(Dataset rows)
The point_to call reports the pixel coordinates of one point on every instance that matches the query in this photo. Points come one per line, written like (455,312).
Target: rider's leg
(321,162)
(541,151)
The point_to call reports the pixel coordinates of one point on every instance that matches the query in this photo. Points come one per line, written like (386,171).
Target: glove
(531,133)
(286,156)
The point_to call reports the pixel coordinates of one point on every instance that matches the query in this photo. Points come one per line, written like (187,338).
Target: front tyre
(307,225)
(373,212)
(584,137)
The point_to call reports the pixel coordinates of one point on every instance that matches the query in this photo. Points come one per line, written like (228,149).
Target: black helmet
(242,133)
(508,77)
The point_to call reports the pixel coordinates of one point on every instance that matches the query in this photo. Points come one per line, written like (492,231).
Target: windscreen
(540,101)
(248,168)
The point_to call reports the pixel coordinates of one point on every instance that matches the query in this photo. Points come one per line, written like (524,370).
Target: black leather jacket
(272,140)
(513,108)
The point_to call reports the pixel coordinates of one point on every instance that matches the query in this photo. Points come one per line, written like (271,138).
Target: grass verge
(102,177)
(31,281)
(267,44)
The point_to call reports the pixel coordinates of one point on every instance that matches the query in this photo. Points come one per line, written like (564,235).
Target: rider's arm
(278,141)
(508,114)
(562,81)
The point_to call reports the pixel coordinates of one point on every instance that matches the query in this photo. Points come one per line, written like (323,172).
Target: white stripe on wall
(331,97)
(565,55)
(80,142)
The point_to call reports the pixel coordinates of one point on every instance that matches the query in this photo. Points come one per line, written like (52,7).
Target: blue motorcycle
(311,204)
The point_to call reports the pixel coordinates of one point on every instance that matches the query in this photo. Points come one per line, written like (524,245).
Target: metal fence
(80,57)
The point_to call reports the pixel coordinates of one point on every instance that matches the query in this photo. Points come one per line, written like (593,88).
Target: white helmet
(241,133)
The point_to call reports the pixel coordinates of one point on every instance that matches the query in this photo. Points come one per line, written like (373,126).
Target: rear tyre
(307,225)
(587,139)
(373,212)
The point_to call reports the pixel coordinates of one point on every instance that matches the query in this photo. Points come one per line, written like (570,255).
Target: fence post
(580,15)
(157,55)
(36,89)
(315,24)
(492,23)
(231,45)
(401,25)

WORK REQUIRED —
Faithfully copy every entry, leaving nothing out.

FINAL RESULT —
The point_to call reports the pixel coordinates of one point on every instance that matches the query in this photo. Points come one per line, written like (455,312).
Target: rider's leg
(321,162)
(541,151)
The point_to call reports the pixel coordinates of one point on every instance that matches the query in this photo. Points come one per line, written like (386,171).
Target: glove
(531,133)
(286,156)
The point_to call reports the pixel coordinates of one point on every instance that matches the query in this photo. Points come one per line, written like (187,338).
Target: front tyre
(307,225)
(373,212)
(584,137)
The point_to call reports the pixel coordinates of one point on every instance that matches the query in this photo. Points come one per line, written like (228,149).
Target: black helmet
(242,133)
(508,77)
The point_to call reports the pixel coordinates of one point on every instance that matches the query in this photo. Points come one per line, written like (492,231).
Target: windscreen
(540,101)
(248,168)
The point_to call reports the pixel coordinates of one point on every instance that matches the query in this photo. Points come one per line, written like (524,370).
Target: black leather jacket
(272,140)
(513,108)
The point_to call reports the pixel coordinates of one point on every instance that matches the query in this photo. Points come one per line, written like (271,138).
Target: grass verge
(102,177)
(31,281)
(267,44)
The point_to call reports the pixel coordinates of one point on every instance that matches the query in this photo. Points come one per line, written like (564,235).
Target: rider's arm
(278,141)
(508,114)
(562,81)
The point_to call reports the pixel coordinates of one point on every instance that matches the query in this photo. Points come one per line, written like (323,172).
Target: white stripe on wall
(331,97)
(565,55)
(80,142)
The point_to call reports the pixel coordinates of one point on every instance that matches the query in this photo. Points come one per line, written like (52,7).
Target: blue motorcycle
(311,204)
The point_to call reports the pixel coordinates of one point on every instance that matches the query in this photo. Points come one per line, written like (524,245).
Target: metal fence
(80,57)
The point_to call reports the pixel coordinates of one point on every instance that matches the query in this photo. Points come one per line, written like (593,88).
Target: white helmet
(241,133)
The point_to call reports the pixel coordinates of one point on every instance that matches the query in this photo. Points come one per line, written like (373,126).
Target: rear tyre
(307,225)
(587,139)
(373,212)
The point_to call reports the pixel coordinates of one point on every instance that matches the query in this photo. Points come one per line, written like (570,255).
Target: fence post
(580,15)
(157,55)
(36,89)
(315,24)
(492,23)
(231,45)
(401,25)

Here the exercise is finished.